Cet avatar auquel échappent seulement les livres de «fond» (encyclopédies, dictionnaires, œuvres majeures, ouvrages de référence), et les embarras qui s’ensuivent, ont amené la plupart des librairies à exploiter le filon que fait miroiter le livre scolaire. En vérité, juste de quoi glaner un pécule maigrelet. Car la marge consentie sur cette catégorie est sévèrement réduite (10% sur le livre scolaire local, 25% quand il est importé).
Seul oxygène : le livre scolaire
De surcroît, les programmes ont la fâcheuse manie de changer sans crier gare. Toujours est-il que la rentrée scolaire rapporte à un libraire quinze à vingt millions de centimes de marge bénéficiaires (c’est un chiffre qui peut varier d’une librairie à une autre). Une bouffée d’oxygène, il faut dire.
Malheureusement, l’asphyxie se profile à l’horizon déjà brouillé des libraires. Maintenant, ils sont court-circuités. Les diffuseurs s’adressent directement aux écoles et aux facultés. Celles-ci sautent sur l’aubaine, d’autant qu’elles ne paient pas un sou d’impôt sur les ventes et qu’il leur est loisible de fixer le prix qu’elles désirent. Rien qu’une école, elle peut récolter, pour la rentrée, 70 millions de centimes de bénéfices. Appréciez le manque à gagner pour les libraires.
Et si la jeune «Bloom Books & more» ne propose pas de livres scolaires, c’est parce que «cela demande une grande connaissance des circuits et une grande expertise, d’autant plus que les maillons de la chaîne du livre sont cassés au Maroc et il existe une confusion des rôles», nous confie la maîtresse de céans.
Revenons aux fameuses marges. Si l’on prend en compte le fait que la quote-part du libraire est de l’ordre de 30% sur les beaux livres, les ouvrages de littérature et de sciences humaines 25% lorsqu’il s’agit du livre scientifique et technique, on s’aperçoit qu’il se taille la part du lion puisque 10% du prix sont versés à l’auteur, 35% à 40% sont absorbés par le coût de fabrication, entre 10 et 15% reviennent au distributeur, et seulement 5% à 10% à l’éditeur. Seulement, c’est aussi le libraire qui prend le plus de risques; comme il n’y a pas de retour, il est condamné à conserver un titre non écoulé.
«Pour compléter cette distribution de marges, il faudrait préciser que tous les facteurs supplémentaires devraient être pris en considération (I) c’est le libraire qui finance la totalité du stock et (II) les invendus viennent grever la marge (III) les livres exposés et manipulés sont généralement invendables. Au final, la marge réelle du libraire est bien inférieure à celles de beaucoup d’autres acteurs du livre», précise Karima Benjama.
Or, mis à part les manuels scolaires, ou quelques heureuses révélations, les titres réalisent des scores peu flamboyants.

#### [Données sources]
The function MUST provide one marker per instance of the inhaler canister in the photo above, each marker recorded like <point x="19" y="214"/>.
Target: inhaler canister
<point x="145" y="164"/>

#### [Tâches à réaliser]
• A. D'après le texte sur les libraires, combien une seule école peut-elle récolter de bénéfices pour la rentrée ?
• B. Recopiez le passage du texte sur les libraires qui commence par « Cet avatar auquel » et se termine par « il faut dire. ».
Les lignes n'ont aucun lien avec le texte.

#### [Solutions]
• A. 70 millions de centimes.

• B.
Cet avatar auquel échappent seulement les livres de «fond» (encyclopédies, dictionnaires, œuvres majeures, ouvrages de référence), et les embarras qui s’ensuivent, ont amené la plupart des librairies à exploiter le filon que fait miroiter le livre scolaire. En vérité, juste de quoi glaner un pécule maigrelet. Car la marge consentie sur cette catégorie est sévèrement réduite (10% sur le livre scolaire local, 25% quand il est importé).
Seul oxygène : le livre scolaire
De surcroît, les programmes ont la fâcheuse manie de changer sans crier gare. Toujours est-il que la rentrée scolaire rapporte à un libraire quinze à vingt millions de centimes de marge bénéficiaires (c’est un chiffre qui peut varier d’une librairie à une autre). Une bouffée d’oxygène, il faut dire.